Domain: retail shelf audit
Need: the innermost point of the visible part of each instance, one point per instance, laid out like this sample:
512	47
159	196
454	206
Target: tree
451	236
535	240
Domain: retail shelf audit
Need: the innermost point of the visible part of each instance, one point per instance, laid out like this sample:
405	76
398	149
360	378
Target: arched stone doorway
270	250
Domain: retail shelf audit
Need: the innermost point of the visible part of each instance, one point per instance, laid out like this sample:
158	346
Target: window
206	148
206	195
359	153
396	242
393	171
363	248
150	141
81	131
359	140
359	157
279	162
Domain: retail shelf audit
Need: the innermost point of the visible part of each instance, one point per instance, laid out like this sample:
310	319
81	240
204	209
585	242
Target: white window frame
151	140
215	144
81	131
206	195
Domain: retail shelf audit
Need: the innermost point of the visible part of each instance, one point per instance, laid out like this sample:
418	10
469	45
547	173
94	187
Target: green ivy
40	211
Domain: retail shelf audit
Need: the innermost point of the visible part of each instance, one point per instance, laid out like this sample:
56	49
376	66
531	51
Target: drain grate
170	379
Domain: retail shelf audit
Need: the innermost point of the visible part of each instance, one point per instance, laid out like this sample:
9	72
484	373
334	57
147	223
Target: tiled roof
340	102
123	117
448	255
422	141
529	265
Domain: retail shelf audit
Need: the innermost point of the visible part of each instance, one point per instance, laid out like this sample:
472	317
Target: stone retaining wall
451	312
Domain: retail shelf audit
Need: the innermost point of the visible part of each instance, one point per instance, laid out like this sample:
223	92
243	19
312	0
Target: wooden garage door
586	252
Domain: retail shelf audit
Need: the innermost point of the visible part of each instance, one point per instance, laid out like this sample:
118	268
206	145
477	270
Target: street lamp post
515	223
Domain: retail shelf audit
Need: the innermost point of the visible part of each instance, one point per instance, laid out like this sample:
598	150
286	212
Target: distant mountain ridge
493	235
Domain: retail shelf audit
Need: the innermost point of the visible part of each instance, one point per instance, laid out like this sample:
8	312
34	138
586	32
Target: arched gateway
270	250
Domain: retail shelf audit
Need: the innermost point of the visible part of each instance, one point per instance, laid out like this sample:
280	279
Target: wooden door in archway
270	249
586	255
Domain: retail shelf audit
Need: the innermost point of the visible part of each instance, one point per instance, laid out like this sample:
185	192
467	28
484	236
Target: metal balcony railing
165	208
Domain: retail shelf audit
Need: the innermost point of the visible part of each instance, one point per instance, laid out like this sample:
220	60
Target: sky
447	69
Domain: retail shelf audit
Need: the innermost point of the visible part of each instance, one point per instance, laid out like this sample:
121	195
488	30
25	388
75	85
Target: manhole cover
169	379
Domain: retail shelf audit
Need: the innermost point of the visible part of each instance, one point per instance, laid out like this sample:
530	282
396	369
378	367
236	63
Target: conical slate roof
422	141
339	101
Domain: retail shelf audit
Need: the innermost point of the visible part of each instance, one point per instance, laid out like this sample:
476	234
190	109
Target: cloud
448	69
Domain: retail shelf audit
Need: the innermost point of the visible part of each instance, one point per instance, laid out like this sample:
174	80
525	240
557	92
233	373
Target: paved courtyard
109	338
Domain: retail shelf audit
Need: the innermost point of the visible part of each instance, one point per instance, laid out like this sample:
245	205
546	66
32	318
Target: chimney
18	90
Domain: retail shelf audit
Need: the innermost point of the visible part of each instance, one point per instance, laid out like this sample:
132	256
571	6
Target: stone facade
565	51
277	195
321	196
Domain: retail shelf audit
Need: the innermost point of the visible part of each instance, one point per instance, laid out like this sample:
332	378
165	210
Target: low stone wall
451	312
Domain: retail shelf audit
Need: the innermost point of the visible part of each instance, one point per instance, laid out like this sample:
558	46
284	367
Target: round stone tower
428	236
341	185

==============================

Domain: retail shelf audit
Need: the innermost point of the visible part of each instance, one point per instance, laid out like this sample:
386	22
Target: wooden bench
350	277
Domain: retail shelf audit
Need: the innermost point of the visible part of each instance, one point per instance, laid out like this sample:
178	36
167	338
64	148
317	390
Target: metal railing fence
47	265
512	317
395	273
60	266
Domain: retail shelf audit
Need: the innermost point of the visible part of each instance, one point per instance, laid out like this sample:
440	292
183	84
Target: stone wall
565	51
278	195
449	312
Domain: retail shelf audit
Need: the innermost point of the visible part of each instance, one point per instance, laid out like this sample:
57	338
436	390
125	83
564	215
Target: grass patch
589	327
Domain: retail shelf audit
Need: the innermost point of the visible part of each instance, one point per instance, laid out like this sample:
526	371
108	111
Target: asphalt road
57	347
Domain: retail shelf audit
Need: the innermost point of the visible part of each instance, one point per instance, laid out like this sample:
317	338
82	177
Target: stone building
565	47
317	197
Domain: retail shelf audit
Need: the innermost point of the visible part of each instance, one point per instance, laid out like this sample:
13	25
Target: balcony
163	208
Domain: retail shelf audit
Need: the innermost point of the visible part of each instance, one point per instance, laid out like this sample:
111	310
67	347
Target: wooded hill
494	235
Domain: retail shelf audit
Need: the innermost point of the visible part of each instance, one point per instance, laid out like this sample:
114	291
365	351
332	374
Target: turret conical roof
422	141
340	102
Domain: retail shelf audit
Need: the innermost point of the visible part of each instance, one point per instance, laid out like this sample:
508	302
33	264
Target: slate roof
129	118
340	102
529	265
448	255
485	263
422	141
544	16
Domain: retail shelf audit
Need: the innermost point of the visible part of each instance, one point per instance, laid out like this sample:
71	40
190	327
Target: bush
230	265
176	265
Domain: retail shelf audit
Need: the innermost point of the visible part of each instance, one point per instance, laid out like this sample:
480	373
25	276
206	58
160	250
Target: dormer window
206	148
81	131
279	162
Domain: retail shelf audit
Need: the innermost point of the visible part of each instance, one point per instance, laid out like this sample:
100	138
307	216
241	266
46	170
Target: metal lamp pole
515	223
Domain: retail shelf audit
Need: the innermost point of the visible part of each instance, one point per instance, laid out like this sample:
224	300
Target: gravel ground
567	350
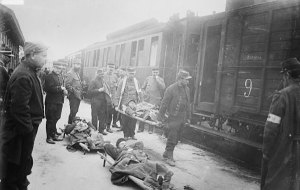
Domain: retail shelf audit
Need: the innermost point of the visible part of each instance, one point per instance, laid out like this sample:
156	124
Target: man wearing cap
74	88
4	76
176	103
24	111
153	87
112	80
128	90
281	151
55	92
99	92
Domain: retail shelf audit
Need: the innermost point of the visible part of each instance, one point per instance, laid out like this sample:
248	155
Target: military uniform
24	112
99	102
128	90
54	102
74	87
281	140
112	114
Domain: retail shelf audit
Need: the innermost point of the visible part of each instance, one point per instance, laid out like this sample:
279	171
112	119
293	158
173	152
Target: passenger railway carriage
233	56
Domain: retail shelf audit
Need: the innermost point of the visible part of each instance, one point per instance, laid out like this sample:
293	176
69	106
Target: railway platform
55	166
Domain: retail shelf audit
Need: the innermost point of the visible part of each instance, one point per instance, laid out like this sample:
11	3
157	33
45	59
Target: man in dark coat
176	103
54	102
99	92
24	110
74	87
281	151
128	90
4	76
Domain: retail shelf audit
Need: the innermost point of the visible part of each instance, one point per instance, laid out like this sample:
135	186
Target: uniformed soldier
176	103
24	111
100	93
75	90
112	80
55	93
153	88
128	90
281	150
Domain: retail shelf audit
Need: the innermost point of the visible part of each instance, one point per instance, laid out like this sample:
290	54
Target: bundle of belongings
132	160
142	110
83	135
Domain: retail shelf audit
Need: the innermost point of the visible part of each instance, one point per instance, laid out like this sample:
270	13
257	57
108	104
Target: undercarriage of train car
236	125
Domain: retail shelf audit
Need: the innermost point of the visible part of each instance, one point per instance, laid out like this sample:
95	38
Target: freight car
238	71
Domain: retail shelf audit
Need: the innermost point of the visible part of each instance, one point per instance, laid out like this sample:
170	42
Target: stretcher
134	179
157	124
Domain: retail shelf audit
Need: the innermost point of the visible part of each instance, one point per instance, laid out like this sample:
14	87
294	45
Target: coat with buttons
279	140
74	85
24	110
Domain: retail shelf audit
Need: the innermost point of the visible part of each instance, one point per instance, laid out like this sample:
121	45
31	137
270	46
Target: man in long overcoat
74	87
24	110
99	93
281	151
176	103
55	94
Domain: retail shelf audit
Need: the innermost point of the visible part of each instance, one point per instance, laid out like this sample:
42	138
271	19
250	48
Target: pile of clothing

==============================

WHAT IS NEEDED
How many lines in the records above contain the word "roof"? Reply with the number only.

COMPLETED EXERCISE
4